» Information shown
-*-

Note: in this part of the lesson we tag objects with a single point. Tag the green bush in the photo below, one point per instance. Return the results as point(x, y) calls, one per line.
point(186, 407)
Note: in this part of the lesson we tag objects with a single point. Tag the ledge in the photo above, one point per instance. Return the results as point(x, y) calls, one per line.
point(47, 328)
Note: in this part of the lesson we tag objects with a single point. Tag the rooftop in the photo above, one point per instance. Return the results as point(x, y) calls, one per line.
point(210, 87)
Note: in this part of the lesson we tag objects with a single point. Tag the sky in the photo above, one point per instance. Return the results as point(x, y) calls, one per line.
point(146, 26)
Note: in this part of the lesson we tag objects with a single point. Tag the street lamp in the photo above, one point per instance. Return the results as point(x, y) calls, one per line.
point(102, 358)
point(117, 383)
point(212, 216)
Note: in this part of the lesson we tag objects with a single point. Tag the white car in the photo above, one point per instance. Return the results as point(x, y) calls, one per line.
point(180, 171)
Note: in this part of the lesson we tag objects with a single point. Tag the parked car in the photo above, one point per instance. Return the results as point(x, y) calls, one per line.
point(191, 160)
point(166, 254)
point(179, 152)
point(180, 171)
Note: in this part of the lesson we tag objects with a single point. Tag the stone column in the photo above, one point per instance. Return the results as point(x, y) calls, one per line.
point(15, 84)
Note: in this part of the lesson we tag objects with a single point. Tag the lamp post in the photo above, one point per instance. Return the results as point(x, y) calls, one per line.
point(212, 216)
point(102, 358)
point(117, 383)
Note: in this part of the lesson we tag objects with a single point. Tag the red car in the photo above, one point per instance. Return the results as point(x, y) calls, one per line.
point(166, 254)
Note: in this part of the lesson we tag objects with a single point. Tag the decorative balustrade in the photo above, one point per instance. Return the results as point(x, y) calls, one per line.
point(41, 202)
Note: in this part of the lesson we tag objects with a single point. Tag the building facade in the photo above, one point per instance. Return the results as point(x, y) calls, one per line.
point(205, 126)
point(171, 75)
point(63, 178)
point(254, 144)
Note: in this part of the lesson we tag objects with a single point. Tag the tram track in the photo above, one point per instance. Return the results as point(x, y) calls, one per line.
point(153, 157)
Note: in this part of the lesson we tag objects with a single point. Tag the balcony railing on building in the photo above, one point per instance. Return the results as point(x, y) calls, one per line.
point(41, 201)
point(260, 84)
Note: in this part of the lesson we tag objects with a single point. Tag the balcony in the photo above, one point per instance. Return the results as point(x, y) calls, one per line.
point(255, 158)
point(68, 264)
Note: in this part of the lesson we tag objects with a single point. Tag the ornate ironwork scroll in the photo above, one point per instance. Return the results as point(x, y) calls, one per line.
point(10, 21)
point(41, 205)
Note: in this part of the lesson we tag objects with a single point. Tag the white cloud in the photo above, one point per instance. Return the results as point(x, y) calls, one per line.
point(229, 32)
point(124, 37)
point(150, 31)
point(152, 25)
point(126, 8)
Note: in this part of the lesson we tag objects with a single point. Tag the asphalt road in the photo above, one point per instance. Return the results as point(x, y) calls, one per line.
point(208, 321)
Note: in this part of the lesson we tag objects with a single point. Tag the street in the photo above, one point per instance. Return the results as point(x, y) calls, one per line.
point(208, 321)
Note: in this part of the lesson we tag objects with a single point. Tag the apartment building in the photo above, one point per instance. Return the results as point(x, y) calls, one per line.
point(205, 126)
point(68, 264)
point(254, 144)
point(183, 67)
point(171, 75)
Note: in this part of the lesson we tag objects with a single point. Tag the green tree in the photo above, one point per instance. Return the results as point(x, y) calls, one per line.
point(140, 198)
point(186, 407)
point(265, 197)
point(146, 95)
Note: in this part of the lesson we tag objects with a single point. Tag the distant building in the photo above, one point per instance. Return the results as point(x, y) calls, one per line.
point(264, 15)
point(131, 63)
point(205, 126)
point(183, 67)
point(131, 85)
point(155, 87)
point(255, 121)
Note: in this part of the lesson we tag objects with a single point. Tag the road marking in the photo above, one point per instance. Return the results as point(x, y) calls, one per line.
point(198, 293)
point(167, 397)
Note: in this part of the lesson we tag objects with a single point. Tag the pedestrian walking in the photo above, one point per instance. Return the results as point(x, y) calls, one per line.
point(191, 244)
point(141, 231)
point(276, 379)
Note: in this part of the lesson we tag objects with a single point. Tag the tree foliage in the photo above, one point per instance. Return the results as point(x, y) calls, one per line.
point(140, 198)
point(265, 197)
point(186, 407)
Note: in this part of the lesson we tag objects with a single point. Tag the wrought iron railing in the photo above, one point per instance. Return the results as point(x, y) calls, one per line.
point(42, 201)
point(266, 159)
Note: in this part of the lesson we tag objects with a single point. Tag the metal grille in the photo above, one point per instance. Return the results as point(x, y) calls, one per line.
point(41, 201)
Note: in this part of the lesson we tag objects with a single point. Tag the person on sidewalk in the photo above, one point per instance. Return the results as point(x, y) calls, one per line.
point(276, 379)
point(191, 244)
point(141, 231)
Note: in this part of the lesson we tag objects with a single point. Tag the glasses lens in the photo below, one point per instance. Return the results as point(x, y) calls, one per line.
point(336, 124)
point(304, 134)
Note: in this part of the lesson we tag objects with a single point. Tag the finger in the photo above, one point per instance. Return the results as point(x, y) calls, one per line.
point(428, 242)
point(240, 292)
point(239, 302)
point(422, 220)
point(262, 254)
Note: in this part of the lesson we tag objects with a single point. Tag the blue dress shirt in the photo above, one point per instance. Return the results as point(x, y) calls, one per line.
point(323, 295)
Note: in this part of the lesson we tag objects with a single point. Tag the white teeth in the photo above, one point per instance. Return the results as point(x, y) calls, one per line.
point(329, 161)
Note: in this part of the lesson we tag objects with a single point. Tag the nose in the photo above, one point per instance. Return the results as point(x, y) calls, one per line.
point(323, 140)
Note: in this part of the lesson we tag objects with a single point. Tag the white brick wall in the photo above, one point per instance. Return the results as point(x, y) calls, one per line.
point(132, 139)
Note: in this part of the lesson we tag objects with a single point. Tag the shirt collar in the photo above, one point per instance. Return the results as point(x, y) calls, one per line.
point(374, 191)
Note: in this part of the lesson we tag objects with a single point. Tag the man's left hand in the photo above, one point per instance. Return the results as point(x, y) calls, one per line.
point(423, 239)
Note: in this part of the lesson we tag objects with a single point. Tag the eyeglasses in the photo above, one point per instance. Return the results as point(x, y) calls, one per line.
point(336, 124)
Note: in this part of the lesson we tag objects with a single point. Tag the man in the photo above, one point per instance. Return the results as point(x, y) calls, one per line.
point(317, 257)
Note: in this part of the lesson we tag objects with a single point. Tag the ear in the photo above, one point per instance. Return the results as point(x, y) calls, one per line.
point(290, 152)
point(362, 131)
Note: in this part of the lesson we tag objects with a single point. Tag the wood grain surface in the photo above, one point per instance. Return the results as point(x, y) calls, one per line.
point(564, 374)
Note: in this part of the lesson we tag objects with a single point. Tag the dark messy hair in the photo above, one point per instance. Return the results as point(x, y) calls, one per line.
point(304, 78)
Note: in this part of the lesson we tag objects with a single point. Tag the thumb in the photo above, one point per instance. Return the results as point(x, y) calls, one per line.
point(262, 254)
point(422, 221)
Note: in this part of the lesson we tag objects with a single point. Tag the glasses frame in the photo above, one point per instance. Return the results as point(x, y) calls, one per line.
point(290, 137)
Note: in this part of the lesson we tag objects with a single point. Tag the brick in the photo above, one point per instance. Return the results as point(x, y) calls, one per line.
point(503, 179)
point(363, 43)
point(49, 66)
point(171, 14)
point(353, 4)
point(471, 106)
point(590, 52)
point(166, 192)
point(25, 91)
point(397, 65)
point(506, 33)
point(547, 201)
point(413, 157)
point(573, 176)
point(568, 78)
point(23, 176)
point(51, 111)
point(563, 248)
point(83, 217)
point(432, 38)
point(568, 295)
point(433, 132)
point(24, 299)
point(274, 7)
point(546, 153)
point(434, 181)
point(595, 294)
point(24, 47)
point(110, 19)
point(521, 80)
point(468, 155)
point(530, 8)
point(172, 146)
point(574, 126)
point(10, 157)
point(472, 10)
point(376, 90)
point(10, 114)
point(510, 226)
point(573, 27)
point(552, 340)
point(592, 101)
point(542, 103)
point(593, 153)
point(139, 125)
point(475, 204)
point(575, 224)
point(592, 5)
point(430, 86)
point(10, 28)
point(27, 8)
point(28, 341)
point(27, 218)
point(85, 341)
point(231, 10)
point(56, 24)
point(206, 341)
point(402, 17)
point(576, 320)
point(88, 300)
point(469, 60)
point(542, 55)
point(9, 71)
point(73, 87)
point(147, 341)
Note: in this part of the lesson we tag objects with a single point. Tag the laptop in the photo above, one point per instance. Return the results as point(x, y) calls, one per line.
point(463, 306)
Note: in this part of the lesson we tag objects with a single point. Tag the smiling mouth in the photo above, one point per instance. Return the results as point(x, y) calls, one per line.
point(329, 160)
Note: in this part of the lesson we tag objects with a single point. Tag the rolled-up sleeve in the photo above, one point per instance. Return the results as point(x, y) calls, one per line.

-*-

» Stated exercise
Please express the entries from the line that contains "the glasses lens" through the line that contains "point(304, 134)", both lines included, as a JSON list of strings with one string per line and blank lines left out.

» Task result
[
  "Note: in this part of the lesson we tag objects with a single point. Tag the glasses lens in the photo below, one point per instance. Return the results as point(x, y) calls, one per line.",
  "point(336, 124)",
  "point(304, 134)"
]